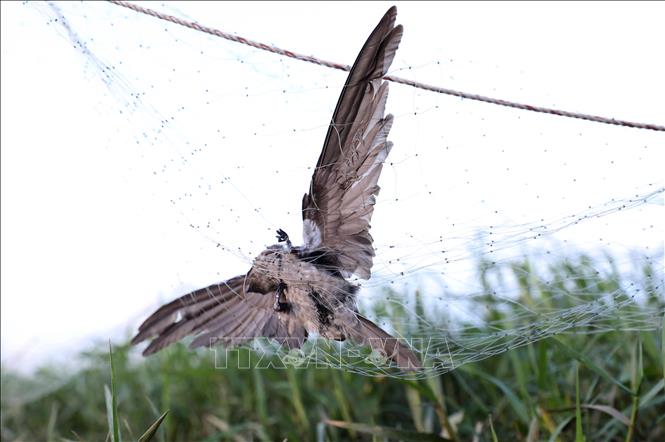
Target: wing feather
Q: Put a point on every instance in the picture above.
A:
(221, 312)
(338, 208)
•••••
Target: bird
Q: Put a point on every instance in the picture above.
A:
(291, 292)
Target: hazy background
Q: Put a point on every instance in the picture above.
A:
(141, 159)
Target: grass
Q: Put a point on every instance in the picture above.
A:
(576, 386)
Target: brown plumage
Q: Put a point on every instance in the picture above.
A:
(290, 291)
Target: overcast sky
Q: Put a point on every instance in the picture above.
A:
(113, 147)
•••••
Tally the lines in the records above that contain the word "Target". Give only the number.

SOLVED EXERCISE
6